• WORK TO DO: Every entry must be given again exactly.

• MATERIAL TO PROCESS:
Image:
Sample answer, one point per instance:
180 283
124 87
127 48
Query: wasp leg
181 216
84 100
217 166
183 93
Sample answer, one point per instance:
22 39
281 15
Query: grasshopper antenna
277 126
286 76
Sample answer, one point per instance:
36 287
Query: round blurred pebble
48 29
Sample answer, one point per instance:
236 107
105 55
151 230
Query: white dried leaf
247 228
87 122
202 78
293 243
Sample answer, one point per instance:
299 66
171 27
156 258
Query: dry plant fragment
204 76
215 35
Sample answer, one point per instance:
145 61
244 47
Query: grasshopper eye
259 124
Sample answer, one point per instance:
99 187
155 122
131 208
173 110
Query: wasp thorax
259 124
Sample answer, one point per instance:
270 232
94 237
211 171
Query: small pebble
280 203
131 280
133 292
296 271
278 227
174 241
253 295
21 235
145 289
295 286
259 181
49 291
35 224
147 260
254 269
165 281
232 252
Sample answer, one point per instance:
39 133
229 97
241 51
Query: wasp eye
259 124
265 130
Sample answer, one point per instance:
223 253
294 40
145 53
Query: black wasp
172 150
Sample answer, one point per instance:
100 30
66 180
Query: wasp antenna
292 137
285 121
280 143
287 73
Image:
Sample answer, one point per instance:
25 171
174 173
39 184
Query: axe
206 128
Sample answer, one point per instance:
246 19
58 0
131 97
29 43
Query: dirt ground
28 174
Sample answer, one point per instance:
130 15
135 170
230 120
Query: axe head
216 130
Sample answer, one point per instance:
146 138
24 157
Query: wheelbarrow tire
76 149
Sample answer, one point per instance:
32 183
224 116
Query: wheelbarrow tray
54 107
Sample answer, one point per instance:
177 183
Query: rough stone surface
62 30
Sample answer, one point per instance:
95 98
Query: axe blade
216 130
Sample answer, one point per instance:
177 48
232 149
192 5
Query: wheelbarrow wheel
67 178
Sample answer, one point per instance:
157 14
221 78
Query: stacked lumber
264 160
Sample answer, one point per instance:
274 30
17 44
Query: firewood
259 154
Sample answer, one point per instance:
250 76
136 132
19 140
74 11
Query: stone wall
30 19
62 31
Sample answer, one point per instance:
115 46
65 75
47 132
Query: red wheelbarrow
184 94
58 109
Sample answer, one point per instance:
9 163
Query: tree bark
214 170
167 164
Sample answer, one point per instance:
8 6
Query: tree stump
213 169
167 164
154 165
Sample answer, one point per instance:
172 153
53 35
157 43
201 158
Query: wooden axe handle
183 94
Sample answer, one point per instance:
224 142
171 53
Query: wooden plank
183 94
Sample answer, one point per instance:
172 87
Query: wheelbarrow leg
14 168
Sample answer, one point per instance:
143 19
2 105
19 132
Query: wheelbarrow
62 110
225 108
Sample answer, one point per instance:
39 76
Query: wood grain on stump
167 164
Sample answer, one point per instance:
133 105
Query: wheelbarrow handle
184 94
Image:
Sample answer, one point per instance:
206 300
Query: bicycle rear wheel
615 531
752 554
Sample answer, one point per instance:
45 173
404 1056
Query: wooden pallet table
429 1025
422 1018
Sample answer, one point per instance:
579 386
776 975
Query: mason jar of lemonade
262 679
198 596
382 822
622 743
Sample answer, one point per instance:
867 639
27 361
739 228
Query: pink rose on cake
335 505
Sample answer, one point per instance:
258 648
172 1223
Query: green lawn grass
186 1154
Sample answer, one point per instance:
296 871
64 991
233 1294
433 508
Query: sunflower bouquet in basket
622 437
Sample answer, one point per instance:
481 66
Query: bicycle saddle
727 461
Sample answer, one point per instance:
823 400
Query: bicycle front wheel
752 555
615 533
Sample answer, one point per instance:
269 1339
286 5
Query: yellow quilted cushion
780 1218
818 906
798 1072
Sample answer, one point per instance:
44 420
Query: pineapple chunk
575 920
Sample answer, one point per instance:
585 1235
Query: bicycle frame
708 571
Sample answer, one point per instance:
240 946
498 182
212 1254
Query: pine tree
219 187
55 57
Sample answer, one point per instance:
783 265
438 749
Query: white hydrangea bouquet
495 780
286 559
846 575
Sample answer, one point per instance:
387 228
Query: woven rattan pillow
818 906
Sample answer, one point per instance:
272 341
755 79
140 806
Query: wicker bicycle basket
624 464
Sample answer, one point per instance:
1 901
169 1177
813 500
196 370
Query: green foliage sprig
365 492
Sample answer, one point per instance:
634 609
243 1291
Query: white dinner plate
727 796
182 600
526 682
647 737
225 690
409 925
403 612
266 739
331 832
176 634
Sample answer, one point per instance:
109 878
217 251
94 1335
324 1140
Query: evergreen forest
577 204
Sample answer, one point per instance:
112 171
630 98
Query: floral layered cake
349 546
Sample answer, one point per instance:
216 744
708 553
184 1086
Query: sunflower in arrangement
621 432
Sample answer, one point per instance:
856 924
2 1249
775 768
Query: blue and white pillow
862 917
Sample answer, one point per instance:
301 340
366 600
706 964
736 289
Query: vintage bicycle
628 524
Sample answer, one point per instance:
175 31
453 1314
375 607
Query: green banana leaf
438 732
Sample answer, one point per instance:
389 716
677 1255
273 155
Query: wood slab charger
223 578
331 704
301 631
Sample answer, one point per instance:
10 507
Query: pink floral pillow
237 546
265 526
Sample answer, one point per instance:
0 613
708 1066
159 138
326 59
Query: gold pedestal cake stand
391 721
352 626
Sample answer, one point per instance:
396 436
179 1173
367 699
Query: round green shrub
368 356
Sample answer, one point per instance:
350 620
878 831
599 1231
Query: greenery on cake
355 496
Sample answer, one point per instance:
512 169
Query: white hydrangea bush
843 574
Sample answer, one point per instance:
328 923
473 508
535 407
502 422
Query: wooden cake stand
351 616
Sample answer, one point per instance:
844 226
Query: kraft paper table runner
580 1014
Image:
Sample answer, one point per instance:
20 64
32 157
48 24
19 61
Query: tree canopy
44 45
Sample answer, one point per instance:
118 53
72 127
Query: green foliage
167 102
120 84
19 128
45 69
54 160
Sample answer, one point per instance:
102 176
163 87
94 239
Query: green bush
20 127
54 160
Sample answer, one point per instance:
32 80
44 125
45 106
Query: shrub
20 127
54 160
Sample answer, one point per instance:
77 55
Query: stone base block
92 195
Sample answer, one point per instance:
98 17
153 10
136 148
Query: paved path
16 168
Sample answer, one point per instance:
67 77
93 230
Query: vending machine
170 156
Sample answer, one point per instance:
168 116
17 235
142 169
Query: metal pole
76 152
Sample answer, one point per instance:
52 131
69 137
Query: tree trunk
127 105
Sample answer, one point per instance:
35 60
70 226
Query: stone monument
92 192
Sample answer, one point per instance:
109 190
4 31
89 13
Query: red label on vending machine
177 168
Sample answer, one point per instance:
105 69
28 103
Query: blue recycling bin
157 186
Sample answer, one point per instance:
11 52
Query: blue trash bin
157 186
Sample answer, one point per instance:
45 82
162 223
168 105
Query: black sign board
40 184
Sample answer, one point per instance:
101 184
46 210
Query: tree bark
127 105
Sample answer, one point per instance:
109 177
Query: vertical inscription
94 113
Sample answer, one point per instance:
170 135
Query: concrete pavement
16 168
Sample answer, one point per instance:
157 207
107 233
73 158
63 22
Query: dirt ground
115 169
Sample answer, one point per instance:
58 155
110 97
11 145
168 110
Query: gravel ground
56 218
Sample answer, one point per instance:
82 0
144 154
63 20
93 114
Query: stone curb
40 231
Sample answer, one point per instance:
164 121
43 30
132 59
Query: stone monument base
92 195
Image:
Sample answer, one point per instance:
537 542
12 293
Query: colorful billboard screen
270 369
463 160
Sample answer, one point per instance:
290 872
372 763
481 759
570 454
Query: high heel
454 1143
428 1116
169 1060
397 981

• EXERCISE SOLUTION:
Image:
Sample answer, one point per instance:
180 283
124 87
127 48
Query: wasp leg
181 216
84 100
217 166
183 93
Sample answer, one point per instance:
22 39
281 15
Query: grasshopper antenna
277 126
286 76
Sample answer, one point per instance:
36 287
Query: round blurred pebble
48 29
Sample answer, one point per instance:
236 107
105 55
151 230
Query: white dried leaf
247 228
87 122
202 78
293 243
Sample answer, one point per instance:
299 66
171 27
156 258
Query: dry plant fragment
204 76
215 35
Sample answer, one point per instance:
145 61
244 47
Query: grasshopper eye
259 124
Sample answer, one point per instance:
99 187
155 122
131 208
173 110
Query: wasp thorax
259 124
Sample answer, one point per instance:
270 232
94 237
211 171
Query: small pebble
280 203
131 280
133 292
296 271
278 227
174 241
253 295
21 235
145 289
295 286
259 181
49 291
35 224
147 260
254 269
165 281
232 252
Sample answer, one point per instance:
39 133
229 97
241 51
Query: wasp eye
259 124
265 130
Sample answer, one point per instance:
223 253
294 40
145 53
Query: black wasp
172 150
Sample answer, one point per instance:
100 30
66 180
Query: wasp antenna
292 137
285 121
280 143
287 73
Image:
Sample answer, one point per instance:
25 171
174 173
39 184
Query: axe
206 128
Sample answer, one point per instance:
246 19
58 0
131 97
29 43
Query: dirt ground
28 174
Sample answer, one point per instance:
130 15
135 170
230 120
Query: axe head
216 130
Sample answer, one point per instance:
146 138
24 157
Query: wheelbarrow tire
76 149
Sample answer, one point per instance:
32 183
224 116
Query: wheelbarrow tray
54 107
Sample answer, one point per instance:
177 183
Query: rough stone surface
62 30
Sample answer, one point per instance:
95 98
Query: axe blade
216 130
Sample answer, one point per instance:
177 48
232 149
192 5
Query: wheelbarrow wheel
67 178
Sample answer, one point per instance:
157 14
221 78
Query: stacked lumber
264 160
Sample answer, one point per instance:
274 30
17 44
Query: firewood
259 154
Sample answer, one point per instance:
250 76
136 132
19 140
74 11
Query: stone wall
30 19
62 31
Sample answer, one point per instance:
115 46
65 75
47 132
Query: red wheelbarrow
184 94
58 109
Sample answer, one point per instance:
9 163
Query: tree bark
214 170
167 164
Sample answer, one point per instance:
8 6
Query: tree stump
213 169
167 164
154 165
Sample answer, one point per instance:
172 153
53 35
157 43
201 158
Query: wooden axe handle
183 94
Sample answer, one point per instance:
224 142
171 53
Query: wooden plank
183 94
Sample answer, one point per instance:
172 87
Query: wheelbarrow leg
14 168
Sample answer, one point per instance:
143 19
2 105
19 132
Query: wheelbarrow
62 110
225 108
Sample answer, one point per instance:
39 76
Query: wood grain on stump
167 164
Sample answer, one point per instance:
133 105
Query: wheelbarrow handle
184 94
Image:
Sample answer, one point per instance:
206 300
Query: bicycle rear wheel
615 531
752 554
Sample answer, one point per instance:
45 173
404 1056
Query: wooden pallet table
429 1025
422 1018
Sample answer, one point per instance:
579 386
776 975
Query: mason jar of lemonade
262 679
198 596
382 822
622 743
Sample answer, one point per instance:
867 639
27 361
739 228
Query: pink rose on cake
335 505
Sample answer, one point per instance:
258 648
172 1223
Query: green lawn grass
186 1154
Sample answer, one point per instance:
296 871
64 991
233 1294
433 508
Query: sunflower bouquet in basket
622 437
Sample answer, one point per instance:
481 66
Query: bicycle saddle
727 461
Sample answer, one point per instance:
823 400
Query: bicycle front wheel
752 555
615 533
Sample answer, one point per instance:
269 1339
286 5
Query: yellow quilted cushion
780 1218
818 906
798 1072
Sample answer, one point per instance:
44 420
Query: pineapple chunk
575 920
Sample answer, one point per instance:
585 1235
Query: bicycle frame
708 571
Sample answer, one point per instance:
240 946
498 182
212 1254
Query: pine tree
219 187
55 57
Sample answer, one point per instance:
783 265
438 749
Query: white hydrangea bouquet
495 780
286 559
846 575
Sample answer, one point per instance:
387 228
Query: woven rattan pillow
818 906
Sample answer, one point per instance:
272 341
755 79
140 806
Query: wicker bicycle basket
624 464
Sample answer, one point per instance:
1 901
169 1177
813 500
196 370
Query: green foliage sprig
365 492
Sample answer, one point per instance:
634 609
243 1291
Query: white dinner plate
727 796
182 600
526 682
647 737
225 690
409 925
403 612
266 739
331 832
176 634
Sample answer, one point per instance:
109 878
217 251
94 1335
324 1140
Query: evergreen forest
577 204
Sample answer, one point per instance:
112 171
630 98
Query: floral layered cake
349 546
Sample answer, one point per instance:
216 744
708 553
184 1086
Query: sunflower in arrangement
621 432
Sample answer, one point per instance:
856 924
2 1249
775 768
Query: blue and white pillow
862 917
Sample answer, one point per instance:
301 340
366 600
706 964
736 289
Query: vintage bicycle
628 524
Sample answer, one point per instance:
175 31
453 1314
375 607
Query: green banana leaf
438 732
Sample answer, one point per instance:
389 716
677 1255
273 155
Query: wood slab charger
223 578
331 704
301 631
Sample answer, one point per instance:
10 507
Query: pink floral pillow
237 546
265 526
Sample answer, one point per instance:
0 613
708 1066
159 138
326 59
Query: gold pedestal cake stand
391 721
352 626
Sample answer, one point per instance:
396 436
179 1173
367 699
Query: round green shrub
368 356
Sample answer, one point per instance:
350 620
878 831
599 1231
Query: greenery on cake
355 496
Sample answer, one point per instance:
512 169
Query: white hydrangea bush
843 574
Sample answer, one point per instance:
328 923
473 508
535 407
502 422
Query: wooden cake stand
351 616
Sample answer, one point per instance:
844 226
Query: kraft paper table runner
580 1014
Image:
Sample answer, one point per instance:
20 64
32 157
48 24
19 61
Query: tree canopy
44 45
Sample answer, one point per instance:
118 53
72 127
Query: green foliage
167 102
120 84
19 128
45 69
54 160
Sample answer, one point per instance:
102 176
163 87
94 239
Query: green bush
20 127
54 160
Sample answer, one point per instance:
32 80
44 125
45 106
Query: shrub
20 127
54 160
Sample answer, one point per instance:
77 55
Query: stone base block
92 195
Sample answer, one point per instance:
98 17
153 10
136 148
Query: paved path
16 168
Sample answer, one point per instance:
67 77
93 230
Query: vending machine
170 156
Sample answer, one point per instance:
168 116
17 235
142 169
Query: metal pole
76 152
Sample answer, one point per instance:
52 131
69 137
Query: tree trunk
127 105
Sample answer, one point per instance:
35 60
70 226
Query: stone monument
92 192
Sample answer, one point per instance:
109 190
4 31
89 13
Query: red label on vending machine
177 168
Sample answer, one point per instance:
105 69
28 103
Query: blue recycling bin
157 186
Sample answer, one point per instance:
11 52
Query: blue trash bin
157 186
Sample answer, one point per instance:
45 82
162 223
168 105
Query: black sign board
40 184
Sample answer, one point per instance:
101 184
46 210
Query: tree bark
127 105
Sample answer, one point per instance:
109 177
Query: vertical inscription
94 113
Sample answer, one point per instance:
170 135
Query: concrete pavement
16 168
Sample answer, one point per instance:
157 207
107 233
73 158
63 22
Query: dirt ground
115 169
Sample answer, one point per instance:
58 155
110 97
11 145
168 110
Query: gravel ground
56 218
Sample answer, one point per instance:
82 0
144 154
63 20
93 114
Query: stone curb
40 231
Sample answer, one point per instance:
164 121
43 30
132 59
Query: stone monument base
92 195
Image:
Sample answer, one point per instance:
537 542
12 293
Query: colorful billboard screen
270 369
463 160
Sample answer, one point per instance:
290 872
372 763
481 759
570 454
Query: high heel
454 1143
428 1116
169 1060
397 981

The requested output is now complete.